# Entries start
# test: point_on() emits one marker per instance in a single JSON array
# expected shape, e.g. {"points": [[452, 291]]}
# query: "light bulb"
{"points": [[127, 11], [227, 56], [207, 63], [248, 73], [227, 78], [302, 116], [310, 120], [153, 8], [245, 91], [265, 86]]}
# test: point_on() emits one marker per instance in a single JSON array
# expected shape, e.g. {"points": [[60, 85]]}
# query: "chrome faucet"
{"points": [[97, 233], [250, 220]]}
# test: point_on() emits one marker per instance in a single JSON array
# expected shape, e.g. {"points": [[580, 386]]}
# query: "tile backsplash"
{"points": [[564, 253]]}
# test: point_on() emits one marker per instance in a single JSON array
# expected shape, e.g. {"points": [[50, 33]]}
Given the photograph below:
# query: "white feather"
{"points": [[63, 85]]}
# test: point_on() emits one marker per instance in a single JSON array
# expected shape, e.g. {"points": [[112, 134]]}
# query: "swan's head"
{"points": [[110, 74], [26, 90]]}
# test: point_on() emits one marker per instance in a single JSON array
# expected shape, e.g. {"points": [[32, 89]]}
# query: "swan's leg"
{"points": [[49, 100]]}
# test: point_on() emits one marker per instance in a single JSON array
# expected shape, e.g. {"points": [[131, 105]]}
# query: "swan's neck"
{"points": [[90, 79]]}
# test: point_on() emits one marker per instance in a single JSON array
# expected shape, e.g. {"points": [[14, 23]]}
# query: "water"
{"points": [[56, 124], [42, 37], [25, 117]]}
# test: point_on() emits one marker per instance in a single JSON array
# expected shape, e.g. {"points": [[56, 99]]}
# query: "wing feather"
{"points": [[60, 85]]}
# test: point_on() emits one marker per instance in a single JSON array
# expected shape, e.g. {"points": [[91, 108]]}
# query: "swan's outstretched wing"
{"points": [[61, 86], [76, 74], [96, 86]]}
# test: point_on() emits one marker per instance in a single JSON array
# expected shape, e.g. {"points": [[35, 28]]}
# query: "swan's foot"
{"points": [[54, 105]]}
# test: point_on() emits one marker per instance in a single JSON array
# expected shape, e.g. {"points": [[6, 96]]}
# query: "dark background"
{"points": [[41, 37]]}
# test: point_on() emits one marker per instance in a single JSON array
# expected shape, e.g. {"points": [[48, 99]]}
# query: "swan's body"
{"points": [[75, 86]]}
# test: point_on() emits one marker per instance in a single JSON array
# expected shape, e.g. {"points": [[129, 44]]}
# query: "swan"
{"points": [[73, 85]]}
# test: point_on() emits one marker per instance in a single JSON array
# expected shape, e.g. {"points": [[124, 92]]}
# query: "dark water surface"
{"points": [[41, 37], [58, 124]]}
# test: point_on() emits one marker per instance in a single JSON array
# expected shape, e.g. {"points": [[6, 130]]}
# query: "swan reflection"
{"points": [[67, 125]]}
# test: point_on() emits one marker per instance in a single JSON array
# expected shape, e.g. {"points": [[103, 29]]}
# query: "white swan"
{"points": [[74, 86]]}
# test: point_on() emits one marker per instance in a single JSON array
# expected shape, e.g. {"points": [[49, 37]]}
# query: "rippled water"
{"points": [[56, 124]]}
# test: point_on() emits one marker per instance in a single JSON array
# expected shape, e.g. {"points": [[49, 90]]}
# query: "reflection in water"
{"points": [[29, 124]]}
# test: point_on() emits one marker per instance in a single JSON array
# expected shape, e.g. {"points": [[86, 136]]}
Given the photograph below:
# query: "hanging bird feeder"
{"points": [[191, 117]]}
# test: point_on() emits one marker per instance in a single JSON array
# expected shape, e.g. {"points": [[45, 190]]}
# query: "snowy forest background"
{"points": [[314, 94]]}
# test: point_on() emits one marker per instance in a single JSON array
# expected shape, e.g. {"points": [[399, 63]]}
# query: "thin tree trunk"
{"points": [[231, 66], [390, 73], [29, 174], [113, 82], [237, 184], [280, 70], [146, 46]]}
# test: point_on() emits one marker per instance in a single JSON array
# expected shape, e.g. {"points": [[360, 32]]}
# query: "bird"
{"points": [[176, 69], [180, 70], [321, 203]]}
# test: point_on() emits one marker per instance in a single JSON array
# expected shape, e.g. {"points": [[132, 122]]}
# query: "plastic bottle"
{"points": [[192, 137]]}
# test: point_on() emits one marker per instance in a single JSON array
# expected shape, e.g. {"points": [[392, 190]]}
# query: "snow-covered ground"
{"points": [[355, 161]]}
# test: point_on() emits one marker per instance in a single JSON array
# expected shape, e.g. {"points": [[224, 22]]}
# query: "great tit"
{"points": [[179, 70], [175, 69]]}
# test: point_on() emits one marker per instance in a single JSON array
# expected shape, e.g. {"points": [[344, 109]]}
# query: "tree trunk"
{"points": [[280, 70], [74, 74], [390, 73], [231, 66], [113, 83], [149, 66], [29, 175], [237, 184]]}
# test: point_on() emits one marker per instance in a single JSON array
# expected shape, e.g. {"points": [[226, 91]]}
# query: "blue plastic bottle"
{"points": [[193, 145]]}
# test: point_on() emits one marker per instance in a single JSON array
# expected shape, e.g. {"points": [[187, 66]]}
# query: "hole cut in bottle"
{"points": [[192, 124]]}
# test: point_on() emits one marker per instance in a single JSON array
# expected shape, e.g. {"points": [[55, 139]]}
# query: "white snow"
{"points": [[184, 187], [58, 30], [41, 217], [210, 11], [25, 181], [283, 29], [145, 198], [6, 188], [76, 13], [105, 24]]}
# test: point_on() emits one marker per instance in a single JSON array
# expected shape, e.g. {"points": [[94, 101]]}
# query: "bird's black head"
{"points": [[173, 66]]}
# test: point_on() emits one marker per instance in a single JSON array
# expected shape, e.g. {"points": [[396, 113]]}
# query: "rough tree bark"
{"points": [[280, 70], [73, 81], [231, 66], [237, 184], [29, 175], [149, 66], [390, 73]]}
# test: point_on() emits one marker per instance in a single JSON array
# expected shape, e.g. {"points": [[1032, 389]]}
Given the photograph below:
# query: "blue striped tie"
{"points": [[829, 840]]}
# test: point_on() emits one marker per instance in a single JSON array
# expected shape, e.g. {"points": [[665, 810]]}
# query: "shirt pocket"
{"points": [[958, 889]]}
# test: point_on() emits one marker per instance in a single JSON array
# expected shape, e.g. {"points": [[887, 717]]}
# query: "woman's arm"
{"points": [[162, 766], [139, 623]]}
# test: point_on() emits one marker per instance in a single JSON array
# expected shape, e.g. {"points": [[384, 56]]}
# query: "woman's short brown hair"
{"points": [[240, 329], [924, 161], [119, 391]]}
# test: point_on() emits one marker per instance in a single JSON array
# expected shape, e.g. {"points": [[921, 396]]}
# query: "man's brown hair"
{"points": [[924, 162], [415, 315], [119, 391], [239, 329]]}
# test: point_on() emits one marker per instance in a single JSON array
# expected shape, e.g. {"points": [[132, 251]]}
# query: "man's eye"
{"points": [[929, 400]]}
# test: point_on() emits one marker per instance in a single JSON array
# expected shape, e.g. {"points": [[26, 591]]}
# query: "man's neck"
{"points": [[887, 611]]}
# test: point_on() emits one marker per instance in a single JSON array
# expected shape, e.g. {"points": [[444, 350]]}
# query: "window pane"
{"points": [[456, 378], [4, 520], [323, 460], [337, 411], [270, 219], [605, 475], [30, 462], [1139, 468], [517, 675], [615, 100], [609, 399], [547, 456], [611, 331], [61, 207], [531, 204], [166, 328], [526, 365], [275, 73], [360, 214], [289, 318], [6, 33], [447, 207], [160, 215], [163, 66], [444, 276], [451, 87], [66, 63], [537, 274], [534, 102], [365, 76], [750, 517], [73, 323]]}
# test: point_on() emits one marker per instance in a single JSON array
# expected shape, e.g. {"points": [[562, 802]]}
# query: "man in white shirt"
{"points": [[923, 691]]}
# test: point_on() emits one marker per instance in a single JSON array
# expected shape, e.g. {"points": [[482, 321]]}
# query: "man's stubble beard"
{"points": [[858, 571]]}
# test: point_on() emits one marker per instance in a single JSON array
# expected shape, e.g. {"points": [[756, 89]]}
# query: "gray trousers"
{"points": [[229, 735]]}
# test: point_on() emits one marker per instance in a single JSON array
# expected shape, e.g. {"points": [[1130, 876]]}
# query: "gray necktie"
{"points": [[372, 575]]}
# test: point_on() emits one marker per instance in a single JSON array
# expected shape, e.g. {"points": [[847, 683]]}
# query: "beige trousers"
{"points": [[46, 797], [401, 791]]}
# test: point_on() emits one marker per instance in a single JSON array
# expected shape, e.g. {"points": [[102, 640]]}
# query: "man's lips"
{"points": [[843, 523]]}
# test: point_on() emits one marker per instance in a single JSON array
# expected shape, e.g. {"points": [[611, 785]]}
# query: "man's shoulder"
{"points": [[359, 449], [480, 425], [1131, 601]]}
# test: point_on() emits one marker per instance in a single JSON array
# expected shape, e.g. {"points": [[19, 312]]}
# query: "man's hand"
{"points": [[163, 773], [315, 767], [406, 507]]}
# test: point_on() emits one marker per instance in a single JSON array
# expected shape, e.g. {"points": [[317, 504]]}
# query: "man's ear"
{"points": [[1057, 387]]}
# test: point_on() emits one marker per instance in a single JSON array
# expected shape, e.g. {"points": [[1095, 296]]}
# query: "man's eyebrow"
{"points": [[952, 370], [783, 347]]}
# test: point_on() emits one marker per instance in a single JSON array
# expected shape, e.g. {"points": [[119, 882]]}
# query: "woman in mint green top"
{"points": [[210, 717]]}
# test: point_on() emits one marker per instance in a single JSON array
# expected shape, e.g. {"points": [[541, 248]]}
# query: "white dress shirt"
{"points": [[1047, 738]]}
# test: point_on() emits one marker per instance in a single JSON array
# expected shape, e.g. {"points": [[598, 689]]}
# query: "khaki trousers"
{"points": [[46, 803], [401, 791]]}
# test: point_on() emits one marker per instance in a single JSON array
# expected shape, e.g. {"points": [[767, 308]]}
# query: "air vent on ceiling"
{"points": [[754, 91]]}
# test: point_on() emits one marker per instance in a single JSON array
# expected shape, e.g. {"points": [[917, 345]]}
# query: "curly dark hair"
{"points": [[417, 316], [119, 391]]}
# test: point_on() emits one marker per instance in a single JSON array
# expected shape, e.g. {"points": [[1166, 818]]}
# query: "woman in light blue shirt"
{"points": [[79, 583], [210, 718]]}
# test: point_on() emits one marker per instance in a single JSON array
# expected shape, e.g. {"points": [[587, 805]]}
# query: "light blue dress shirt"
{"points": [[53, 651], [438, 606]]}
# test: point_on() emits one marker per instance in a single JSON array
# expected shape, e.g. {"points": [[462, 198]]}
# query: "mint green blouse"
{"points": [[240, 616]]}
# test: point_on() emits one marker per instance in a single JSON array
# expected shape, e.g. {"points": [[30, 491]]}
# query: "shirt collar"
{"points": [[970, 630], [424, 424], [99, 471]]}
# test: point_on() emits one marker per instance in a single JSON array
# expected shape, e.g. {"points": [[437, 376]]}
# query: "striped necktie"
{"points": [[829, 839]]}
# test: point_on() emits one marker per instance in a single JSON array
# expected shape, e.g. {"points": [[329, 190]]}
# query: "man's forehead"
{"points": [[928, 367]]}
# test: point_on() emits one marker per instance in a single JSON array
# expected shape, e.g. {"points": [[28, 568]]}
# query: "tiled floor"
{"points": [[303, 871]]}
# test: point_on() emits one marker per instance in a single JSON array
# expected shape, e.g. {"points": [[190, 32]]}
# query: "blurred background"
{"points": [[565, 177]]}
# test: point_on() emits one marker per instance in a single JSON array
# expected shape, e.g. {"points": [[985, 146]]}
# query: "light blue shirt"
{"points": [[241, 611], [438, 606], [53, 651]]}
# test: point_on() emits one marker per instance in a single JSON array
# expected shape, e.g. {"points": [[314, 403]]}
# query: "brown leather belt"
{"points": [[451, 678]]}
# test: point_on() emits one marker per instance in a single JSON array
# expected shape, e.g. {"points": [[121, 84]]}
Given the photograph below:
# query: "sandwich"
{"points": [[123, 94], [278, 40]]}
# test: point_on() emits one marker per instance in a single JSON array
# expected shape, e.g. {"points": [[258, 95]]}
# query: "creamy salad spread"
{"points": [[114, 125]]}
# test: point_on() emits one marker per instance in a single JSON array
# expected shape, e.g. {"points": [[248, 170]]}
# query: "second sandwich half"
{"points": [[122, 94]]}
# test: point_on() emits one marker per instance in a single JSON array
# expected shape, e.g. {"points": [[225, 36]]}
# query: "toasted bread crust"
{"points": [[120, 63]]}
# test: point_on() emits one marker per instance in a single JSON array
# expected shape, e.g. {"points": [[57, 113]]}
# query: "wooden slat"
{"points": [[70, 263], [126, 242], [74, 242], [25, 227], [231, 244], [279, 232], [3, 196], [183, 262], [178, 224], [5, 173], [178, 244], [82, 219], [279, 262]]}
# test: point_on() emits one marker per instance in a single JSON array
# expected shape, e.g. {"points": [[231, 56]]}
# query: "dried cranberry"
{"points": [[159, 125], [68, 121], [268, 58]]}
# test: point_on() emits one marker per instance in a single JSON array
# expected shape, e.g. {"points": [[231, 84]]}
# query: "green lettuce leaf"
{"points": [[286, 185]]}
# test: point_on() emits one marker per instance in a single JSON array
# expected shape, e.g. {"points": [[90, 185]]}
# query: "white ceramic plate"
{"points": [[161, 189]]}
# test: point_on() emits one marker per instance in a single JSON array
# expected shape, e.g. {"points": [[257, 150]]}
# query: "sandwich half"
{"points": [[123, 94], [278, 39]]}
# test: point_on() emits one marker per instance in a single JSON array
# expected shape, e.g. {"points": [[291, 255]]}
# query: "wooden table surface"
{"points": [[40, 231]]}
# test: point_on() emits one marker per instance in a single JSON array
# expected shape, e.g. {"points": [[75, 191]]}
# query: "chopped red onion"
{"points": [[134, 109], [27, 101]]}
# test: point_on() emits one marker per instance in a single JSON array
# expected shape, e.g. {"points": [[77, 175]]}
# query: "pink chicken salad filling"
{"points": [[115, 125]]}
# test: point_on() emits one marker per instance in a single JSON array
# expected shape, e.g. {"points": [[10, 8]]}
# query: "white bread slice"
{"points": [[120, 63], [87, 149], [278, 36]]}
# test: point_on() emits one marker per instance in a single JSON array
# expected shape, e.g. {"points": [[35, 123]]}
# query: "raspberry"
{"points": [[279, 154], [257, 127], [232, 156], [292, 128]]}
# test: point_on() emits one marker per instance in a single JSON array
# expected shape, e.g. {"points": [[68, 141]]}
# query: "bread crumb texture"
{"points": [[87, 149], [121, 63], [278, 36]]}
# Entries end
**Written task**. Return every line of the data above that contains the string "trousers", treating uppercase and lowercase letters as different.

**Solution**.
# query: "gray trousers"
# query: "beige trousers"
# query: "khaki trousers"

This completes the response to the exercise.